Data.
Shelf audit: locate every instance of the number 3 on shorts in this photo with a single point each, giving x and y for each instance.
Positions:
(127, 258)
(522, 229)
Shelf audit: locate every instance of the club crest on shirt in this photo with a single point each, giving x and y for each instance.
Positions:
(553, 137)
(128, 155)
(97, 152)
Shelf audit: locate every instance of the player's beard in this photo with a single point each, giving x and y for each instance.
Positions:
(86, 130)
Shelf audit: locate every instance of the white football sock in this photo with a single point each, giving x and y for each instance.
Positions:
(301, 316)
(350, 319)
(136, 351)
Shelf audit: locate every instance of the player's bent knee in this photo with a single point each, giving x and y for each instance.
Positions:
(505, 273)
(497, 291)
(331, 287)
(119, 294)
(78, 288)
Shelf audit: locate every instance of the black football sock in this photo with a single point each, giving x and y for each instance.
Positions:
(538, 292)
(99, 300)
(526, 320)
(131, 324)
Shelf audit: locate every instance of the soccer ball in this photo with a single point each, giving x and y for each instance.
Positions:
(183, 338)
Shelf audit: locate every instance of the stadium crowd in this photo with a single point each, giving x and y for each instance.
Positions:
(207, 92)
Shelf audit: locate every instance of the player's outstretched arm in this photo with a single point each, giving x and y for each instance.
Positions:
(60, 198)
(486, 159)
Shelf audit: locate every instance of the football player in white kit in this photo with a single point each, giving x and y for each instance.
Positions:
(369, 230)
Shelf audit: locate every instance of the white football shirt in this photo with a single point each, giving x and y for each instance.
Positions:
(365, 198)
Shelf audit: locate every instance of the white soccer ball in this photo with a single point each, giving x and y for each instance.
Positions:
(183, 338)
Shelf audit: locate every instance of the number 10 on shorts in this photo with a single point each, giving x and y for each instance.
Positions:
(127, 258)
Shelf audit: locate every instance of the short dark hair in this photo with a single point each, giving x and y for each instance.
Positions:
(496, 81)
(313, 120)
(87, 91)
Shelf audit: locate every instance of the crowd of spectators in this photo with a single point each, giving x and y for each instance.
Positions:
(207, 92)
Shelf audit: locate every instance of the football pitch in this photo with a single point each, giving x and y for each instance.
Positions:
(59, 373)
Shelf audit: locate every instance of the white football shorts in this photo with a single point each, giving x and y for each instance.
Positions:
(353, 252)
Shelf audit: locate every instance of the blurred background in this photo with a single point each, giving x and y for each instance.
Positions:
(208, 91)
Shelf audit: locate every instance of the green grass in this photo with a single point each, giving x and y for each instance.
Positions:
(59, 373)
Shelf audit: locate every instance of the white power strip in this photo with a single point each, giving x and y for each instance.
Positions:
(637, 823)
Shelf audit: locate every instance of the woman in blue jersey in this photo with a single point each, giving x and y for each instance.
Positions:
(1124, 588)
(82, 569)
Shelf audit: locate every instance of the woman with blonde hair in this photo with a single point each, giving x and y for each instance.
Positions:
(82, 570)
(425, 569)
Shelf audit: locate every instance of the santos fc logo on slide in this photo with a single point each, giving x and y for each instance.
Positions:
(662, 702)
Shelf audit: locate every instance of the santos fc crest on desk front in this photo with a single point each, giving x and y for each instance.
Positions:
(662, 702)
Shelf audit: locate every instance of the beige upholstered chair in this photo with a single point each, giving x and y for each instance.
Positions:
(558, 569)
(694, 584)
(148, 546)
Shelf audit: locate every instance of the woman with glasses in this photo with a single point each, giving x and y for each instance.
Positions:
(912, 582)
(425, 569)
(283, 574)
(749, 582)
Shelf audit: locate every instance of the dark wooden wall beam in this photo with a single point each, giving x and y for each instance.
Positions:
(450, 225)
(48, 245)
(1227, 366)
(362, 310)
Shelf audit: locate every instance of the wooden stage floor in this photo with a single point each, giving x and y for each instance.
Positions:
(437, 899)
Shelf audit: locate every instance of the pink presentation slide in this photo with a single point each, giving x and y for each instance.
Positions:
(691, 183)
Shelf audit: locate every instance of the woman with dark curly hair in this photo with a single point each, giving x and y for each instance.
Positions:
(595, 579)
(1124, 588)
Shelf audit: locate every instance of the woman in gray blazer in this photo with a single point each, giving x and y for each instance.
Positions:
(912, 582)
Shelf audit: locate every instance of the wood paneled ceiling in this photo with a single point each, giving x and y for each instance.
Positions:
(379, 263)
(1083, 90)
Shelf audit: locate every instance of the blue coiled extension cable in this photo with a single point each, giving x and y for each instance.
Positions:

Instructions to follow.
Your answer must be the lines from the first line of the entries above through the line that contains "Shelf audit: locate every instance of the white soccer", written out exactly.

Response to this task.
Shelf audit: locate every instance of the number 3 on shorts in this photo with a single point each, giving x and y for each instance.
Positions:
(127, 258)
(522, 229)
Shelf audit: locate every instance of the club crest on shirt in this photo with a single point each, giving x and y for each instance.
Positions:
(553, 137)
(128, 155)
(97, 152)
Shelf audit: locate every instance of the player's beard in this photo with a single point each, giving x and y for each instance.
Positions:
(86, 130)
Shelf audit: locate every instance of the white football sock in this photo with a single point each, giving x and y for each instance.
Positions:
(301, 316)
(350, 319)
(136, 351)
Shelf audit: locate every instance of the player's bent knee in this photo with a single point each, giving x and y for each instance.
Positions:
(505, 273)
(497, 291)
(331, 287)
(119, 294)
(78, 288)
Shelf audit: locate every instance of the black football sock in this photo with a single point each, giving x and y for each instance.
Positions:
(538, 292)
(99, 300)
(526, 320)
(131, 324)
Shelf audit: locate every instance of the soccer ball in this photo with a single point each, giving x and y for each instance.
Positions:
(183, 338)
Shelf audit: locate every instance of the stadium crowd in this photo with a single point each, giving x and y for each instance.
Positions:
(207, 92)
Shelf audit: locate every instance of the player's outstretched arm in this photo with a single point each, giving x and y for each instance.
Positions:
(60, 198)
(486, 159)
Shelf audit: locate every instance of the football player in white kit in this photo with a single point each, giving x and y for each instance.
Positions:
(369, 230)
Shelf audit: locate every instance of the white football shirt in this photo with a single point each, giving x and y for each instance.
Positions:
(365, 198)
Shelf audit: locate every instance of the white soccer ball in this photo with a single point each, giving x and y for each instance.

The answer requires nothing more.